Text =
Trimble recalls that in The Varieties of Religious Experience, the 19th-century psychologist William James also highlighted the trances, visions, and auditory hallucinations associated with religion, emphasizing the ineffable, altered state of consciousness of most religious mystics. Such mystical states, encountered in most religions, remarks Trimble, are extraordinarily similar to the mental states elicited by psychedelic drugs such as LSD and mescaline. Almost 50 years ago, the psychiatrist Walter Pahnke came to this conclusion on the basis of experiments in which the psychedelic drug psilocybin was administered to students at the Harvard Divinity School. More recently, Roland Griffiths and colleagues have replicated these studies in a more rigorous fashion and found that subjects receiving psilocybin reported long-lasting changes in a religious sense of self.4 Drugs whose mechanism of action is understood can be powerful tools for elucidating the molecular basis of mental states — we know much more about the neurotransmitters that mediate emotions, for instance, from studying the actions of antidepressant drugs than from direct manipulations of the brain — and psychedelic drugs are known to act as agonists of one subtype of serotonin receptors.4 Since serotonin neurons arise from a discrete set of raphe nuclei in the brain, it may be possible to narrow the search for the biologic cause of at least one type of religiosity to these few cells.

Data provided =

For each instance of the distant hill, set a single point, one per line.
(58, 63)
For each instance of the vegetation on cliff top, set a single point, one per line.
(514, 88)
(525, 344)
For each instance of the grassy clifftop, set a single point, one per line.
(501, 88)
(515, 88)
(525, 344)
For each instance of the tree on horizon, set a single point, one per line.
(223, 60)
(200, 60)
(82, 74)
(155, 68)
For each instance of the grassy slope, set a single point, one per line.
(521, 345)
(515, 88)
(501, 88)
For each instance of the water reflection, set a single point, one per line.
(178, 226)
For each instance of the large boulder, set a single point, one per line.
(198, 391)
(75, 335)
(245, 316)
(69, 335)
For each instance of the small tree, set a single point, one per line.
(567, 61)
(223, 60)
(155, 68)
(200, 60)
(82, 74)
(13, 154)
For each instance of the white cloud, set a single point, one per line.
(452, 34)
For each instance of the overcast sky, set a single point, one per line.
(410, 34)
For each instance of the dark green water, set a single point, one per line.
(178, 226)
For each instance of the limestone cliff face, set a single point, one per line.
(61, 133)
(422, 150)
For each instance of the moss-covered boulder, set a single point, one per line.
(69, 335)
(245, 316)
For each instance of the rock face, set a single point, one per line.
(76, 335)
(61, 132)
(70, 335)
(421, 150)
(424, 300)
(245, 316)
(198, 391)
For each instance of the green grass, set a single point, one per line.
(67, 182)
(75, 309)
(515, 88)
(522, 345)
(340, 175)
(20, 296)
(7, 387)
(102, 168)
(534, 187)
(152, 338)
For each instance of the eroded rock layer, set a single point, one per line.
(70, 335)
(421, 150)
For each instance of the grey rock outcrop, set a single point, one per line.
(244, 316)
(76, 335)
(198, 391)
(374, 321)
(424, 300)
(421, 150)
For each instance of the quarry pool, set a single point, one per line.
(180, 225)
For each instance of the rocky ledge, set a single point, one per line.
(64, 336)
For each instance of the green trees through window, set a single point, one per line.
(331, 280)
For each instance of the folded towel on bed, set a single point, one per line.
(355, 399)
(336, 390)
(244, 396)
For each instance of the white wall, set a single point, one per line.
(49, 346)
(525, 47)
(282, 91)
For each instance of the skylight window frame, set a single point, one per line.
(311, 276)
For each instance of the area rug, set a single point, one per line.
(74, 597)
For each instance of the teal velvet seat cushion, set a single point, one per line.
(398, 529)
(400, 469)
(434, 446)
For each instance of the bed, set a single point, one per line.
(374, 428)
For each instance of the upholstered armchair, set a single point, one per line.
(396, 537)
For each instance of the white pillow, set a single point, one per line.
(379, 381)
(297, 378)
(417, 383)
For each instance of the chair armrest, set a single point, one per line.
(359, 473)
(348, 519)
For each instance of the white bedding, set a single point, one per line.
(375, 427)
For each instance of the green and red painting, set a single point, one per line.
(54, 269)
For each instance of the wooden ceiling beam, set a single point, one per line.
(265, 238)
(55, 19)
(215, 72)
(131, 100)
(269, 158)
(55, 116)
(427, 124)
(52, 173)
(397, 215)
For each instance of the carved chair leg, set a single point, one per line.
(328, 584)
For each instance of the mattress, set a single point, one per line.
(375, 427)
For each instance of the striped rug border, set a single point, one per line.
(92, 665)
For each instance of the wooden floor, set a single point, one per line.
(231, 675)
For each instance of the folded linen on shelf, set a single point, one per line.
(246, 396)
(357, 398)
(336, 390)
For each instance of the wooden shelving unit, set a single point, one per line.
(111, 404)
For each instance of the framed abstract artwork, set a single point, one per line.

Set of tasks =
[A] List every person the passage about religious mysticism mentions by name.
[B] Continue the passage about religious mysticism from its final sentence.

Answers in order =
[A] Trimble, William James, Walter Pahnke, Roland Griffiths

[B]
But given the variability of what we mean by “religion” and “poetry,” attempts to localize such purported functions within the brain are always fraught with hazards. With his focus on epileptic causes of both religious and creative impulses, Trimble enumerates several candidate regions, most of them in the temporal lobe — an area that receives a substantial input from serotonin neurons — which is consistent with what we know of sites of action of psychedelic drugs. In this issue of the Journal, Sanai and colleagues (pages 18–27) report on a study in which they mapped sites involved in diverse modes of language use in patients with gliomas who were undergoing debulking of their tumors. They found a far wider dispersal than might have been expected, with parietal and temporal as well as frontal regions providing important contributions. However, any extrapolation from a mapping of brain areas that mediate language use to likely cerebral contributions to religious or creative dispositions would be highly speculative.

So where do all these brain explorations lead us? In seeking a general relationship between religious states, poetry, and music, Trimble ascribes all three to the right, nondominant side of the brain. He assumes that integration of the activity of the right-sided emotional brain with that of the left-sided analytic brain gives rise to the greatest intellectual achievements in the arts. I suspect that major advances in science, too, are the product of more than pure reason — in the finest scientists I have encountered, I have always detected a notable creative, artistic flair.5 Artistic, intuitive approaches are evident even in the most abstract intellectual achievements, such as Einstein’s theories. Needless to say, a simple dichotomy of right and left brains is a gross oversimplification. Nonetheless, as imaging technology and associated cognitive testing become ever more sophisticated, we may be able to discriminate ways in which religious and creative sensibilities relate to one another and to brain areas that mediate emotions that are deranged in psychiatric illness. Whether any of these advances will provide the answer to the cerebral basis of religion, if one exists, is anybody’s guess.